-- BEGIN Text passage --

I wouldn't trust the really cheap ones but some of the middle of the road
SSDs have surprisingly huge write endurance:


http://techreport.com/review/27436/the-ssd-endurance-experiment-two-freaking-petabytes



On Mon, Dec 22, 2014 at 5:44 PM, Paul Conlin via Af <[email protected]> wrote:

> What about arrays of lower cost consumer grade SSD's vs the more expensive
> "enterprise" drives or cards.  The 'I' in RAID can stand for "inexpensive".
> It can make sense to mirror two cheap drives on non-big data server
> applications.  So the HD form factor for solid state storage is a good
> thing
> in this case.
>
> Two 60GB SATAIII drives for $45/ea is really cheap.  $60 for 120GB.  Wow.

-- END Text passage --
-- BEGIN Information provided --

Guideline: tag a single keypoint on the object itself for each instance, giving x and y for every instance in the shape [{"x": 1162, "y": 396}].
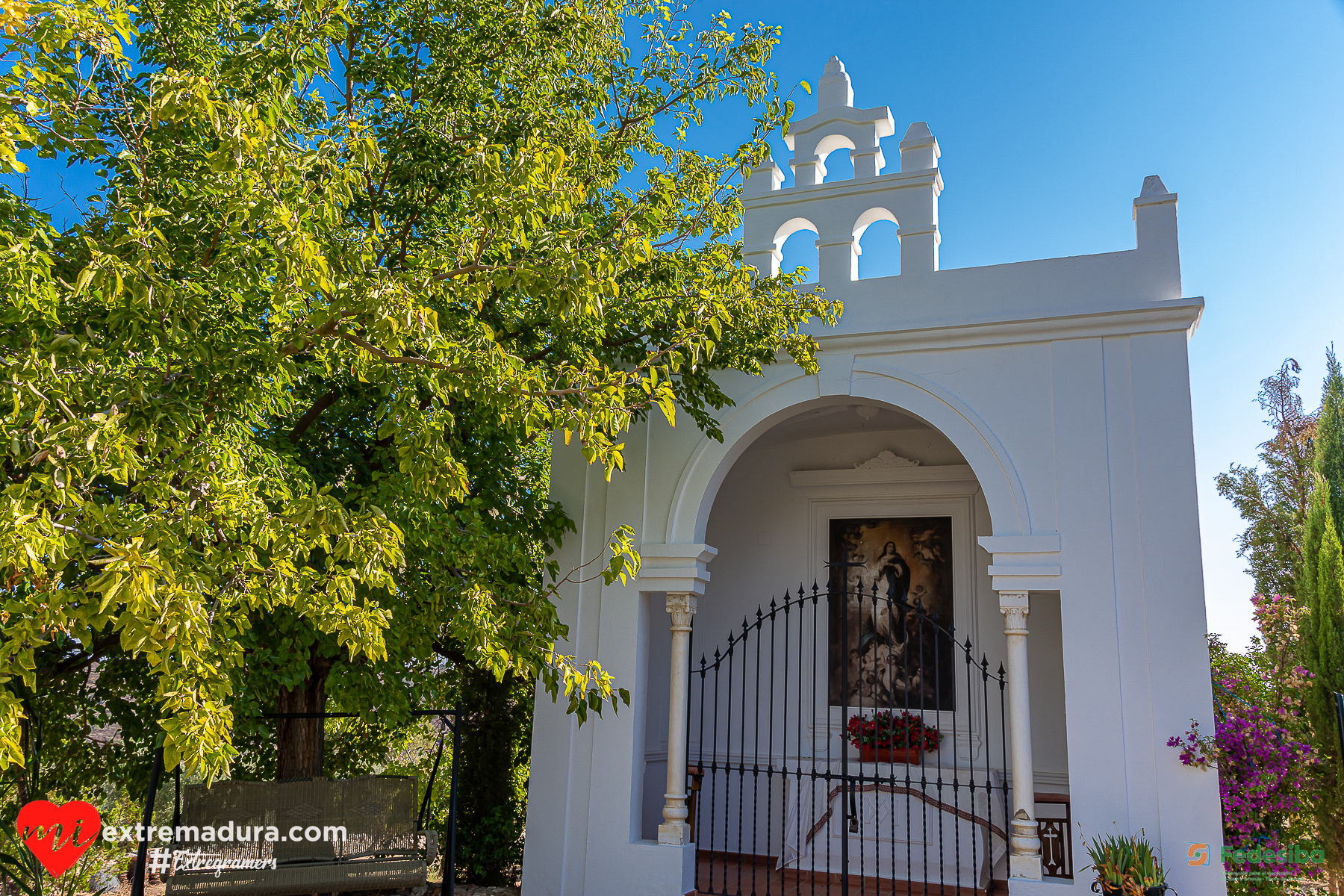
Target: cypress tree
[{"x": 1322, "y": 591}]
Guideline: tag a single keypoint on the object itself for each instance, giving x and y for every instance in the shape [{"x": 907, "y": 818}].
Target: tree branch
[{"x": 311, "y": 415}]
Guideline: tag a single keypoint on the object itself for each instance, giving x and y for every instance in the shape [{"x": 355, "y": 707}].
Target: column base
[
  {"x": 1024, "y": 867},
  {"x": 678, "y": 833}
]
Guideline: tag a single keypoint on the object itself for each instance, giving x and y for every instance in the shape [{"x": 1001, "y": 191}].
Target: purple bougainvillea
[{"x": 1258, "y": 744}]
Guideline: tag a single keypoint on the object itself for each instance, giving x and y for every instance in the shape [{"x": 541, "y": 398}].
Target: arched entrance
[{"x": 780, "y": 794}]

-- END Information provided --

Tasks and exercises
1. Say whether each statement agrees with the SSD email, answering yes or no and quoting the words of the email that decide it: (a) The writer would trust the really cheap SSDs. (b) The quoted message says the 'I' in RAID can stand for "inexpensive". (c) Two 60GB SATAIII drives cost $60 each.
2. Go on with the SSD email from the point where it stops.

Answers
1.
(a) No: "I wouldn't trust the really cheap ones"
(b) Yes: "The 'I' in RAID can stand for "inexpensive"."
(c) No: "Two 60GB SATAIII drives for $45/ea is really cheap."

2.
>
> PC
> Blaze Broadband
>
>
> > -----Original Message-----
> > From: Af [mailto:[email protected]] On Behalf Of Ken Hohhof via Af
> > Sent: Monday, December 22, 2014 11:57 AM
> > To: [email protected]
> > Subject: [AFMUG] OT - PCI-E enterprise SSDs
> >
> > So I've been impressed lately with the performance improvements to
> personal
> > computers and I/O intensive servers like web and mail servers by
> replacing
> HDDs with
> > SSDs.  I'm convinced the emphasis on CPU and memory is often misplaced
> and
> the
> > key is disk read/write performance.  I think part of this is our use of
> computers has
> > gone from computing oriented to data oriented.
> > Big, big data.  The one exception perhaps being games, but is that CPU
> intensive or
> > GPU intensive?
> >
> > So I've noticed there are enterprise SSD cards that go in a PCI-E slot
> like Intel S3700,
> > Huawei ES3000, Samsung SM1715.  The performance numbers sound comparable
> to a
> > very expensive RAID array of SAS drives.  It does raise the question, why
> are we
> > making SSDs look like HDDs including form factor and electrical
> interface,
> other than
> > for the hot swap capability of SATA/SAS?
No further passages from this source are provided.